Beantwoord met het fragment over melanoom de volgende vragen:
(a) Van welke twee ingrepen gaat de kwaliteit van leven van deze patiënten niet achteruit?
(b) In welk tijdschrift verschijnt het onderzoek?
(c) Wat hebben de onderzoekers daarnaast ontdekt?

• Fragment:
------------

Innovatie

UMCG: Patiënten na behandeling huidkanker positiever over kwaliteit van leven

De kwaliteit van leven van patiënten met melanoom gaat niet achteruit door onderzoek van de schildwachtklier, of zelfs verwijdering van alle regionale lymfklieren. Sterker nog: deze patiënten hebben een betere kwaliteit van leven dan de algemene bevolking. Dat blijkt uit onderzoek van chirurg-oncologen van het Universitair Medisch Centrum Groningen dat wordt gepubliceerd in het tijdschrift Annals of Surgical Oncology. Ook ontdekten zij een nieuwe methode om de kans op terugkeer van melanoom beter in te schatten.

------------

• Gegeven gegevens:
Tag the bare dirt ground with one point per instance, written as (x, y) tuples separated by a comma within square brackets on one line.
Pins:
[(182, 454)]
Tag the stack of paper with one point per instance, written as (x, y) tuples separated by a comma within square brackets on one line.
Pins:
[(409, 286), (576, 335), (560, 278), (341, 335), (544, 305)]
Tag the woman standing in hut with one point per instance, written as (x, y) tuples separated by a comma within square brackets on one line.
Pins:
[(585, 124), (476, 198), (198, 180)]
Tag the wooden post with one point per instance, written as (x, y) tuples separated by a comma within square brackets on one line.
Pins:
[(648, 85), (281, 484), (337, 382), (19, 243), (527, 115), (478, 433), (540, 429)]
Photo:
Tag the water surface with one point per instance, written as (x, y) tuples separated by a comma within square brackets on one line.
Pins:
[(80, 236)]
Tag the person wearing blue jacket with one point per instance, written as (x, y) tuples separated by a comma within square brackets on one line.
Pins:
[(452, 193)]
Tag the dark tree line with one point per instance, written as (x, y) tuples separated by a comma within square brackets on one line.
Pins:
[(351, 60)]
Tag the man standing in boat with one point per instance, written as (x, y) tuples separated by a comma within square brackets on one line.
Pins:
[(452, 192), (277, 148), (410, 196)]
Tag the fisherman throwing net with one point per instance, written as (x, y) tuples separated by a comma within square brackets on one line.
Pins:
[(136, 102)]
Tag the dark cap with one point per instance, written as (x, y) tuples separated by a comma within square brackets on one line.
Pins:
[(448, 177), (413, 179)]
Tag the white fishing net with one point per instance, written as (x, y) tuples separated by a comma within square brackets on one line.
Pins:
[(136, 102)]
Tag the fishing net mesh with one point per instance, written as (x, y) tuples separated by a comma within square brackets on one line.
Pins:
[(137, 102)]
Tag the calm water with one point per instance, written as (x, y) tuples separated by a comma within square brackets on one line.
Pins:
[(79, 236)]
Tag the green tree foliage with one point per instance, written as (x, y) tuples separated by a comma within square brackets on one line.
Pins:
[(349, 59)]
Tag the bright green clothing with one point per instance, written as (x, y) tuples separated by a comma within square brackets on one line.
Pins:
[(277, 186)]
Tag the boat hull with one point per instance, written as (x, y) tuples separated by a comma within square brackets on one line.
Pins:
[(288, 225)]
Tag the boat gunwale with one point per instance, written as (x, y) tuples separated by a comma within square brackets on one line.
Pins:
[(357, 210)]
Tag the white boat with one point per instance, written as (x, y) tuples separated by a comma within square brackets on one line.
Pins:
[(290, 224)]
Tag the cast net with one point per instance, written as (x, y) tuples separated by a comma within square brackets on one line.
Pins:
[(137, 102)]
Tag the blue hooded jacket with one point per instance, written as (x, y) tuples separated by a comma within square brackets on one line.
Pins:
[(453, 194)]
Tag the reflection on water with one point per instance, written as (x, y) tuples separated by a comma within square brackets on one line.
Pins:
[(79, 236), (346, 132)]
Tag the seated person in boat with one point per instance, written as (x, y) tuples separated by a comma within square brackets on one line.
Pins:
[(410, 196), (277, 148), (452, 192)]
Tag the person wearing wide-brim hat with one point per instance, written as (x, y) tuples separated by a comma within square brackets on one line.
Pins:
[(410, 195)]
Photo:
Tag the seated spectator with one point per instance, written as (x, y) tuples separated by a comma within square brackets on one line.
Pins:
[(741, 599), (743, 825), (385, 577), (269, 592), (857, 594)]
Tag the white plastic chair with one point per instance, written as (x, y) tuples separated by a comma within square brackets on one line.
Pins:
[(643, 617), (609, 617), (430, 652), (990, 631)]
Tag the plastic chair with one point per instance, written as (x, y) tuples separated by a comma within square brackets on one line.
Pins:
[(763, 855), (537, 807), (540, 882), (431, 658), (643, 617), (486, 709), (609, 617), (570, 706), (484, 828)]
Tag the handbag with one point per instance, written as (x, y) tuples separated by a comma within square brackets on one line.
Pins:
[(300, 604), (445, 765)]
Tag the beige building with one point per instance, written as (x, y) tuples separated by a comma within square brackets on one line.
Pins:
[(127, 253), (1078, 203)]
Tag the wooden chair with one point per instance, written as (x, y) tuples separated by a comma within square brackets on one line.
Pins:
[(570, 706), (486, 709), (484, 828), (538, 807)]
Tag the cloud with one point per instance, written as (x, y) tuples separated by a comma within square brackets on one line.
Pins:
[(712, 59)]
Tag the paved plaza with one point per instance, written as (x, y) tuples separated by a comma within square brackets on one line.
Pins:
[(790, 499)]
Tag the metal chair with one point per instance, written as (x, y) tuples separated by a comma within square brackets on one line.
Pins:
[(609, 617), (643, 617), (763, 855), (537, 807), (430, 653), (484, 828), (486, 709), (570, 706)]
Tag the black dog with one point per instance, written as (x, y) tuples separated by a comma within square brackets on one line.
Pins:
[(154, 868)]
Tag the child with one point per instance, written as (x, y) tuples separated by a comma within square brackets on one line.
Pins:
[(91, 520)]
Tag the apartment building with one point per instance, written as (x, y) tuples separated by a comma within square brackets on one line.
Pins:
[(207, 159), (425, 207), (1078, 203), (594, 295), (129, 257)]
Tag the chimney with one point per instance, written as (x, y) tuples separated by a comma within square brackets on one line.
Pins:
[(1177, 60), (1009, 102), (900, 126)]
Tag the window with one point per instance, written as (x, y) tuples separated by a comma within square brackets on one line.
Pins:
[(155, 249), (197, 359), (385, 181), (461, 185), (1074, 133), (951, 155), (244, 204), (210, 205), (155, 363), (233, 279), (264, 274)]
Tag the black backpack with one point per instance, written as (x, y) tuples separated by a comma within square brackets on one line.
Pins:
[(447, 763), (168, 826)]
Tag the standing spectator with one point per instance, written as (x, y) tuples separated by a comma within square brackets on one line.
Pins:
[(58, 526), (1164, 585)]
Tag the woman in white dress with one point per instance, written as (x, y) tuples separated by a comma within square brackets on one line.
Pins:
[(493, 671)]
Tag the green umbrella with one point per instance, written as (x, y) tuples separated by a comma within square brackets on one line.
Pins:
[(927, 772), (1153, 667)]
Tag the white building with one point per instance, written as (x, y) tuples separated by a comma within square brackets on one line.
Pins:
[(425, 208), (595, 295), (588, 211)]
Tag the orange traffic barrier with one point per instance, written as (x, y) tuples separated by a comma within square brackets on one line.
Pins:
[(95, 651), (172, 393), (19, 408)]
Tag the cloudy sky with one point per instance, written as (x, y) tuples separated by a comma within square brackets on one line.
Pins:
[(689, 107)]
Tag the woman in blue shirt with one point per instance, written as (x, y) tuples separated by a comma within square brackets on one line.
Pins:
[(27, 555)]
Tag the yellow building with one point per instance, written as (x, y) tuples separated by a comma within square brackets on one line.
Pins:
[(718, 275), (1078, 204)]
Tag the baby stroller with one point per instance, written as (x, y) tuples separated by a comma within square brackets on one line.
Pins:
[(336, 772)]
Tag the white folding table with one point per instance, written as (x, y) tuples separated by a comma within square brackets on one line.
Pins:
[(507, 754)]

------------

• Antwoord:
(a) Van onderzoek van de schildwachtklier en van verwijdering van alle regionale lymfklieren.
(b) In Annals of Surgical Oncology.
(c) Een nieuwe methode om de kans op terugkeer van melanoom beter in te schatten.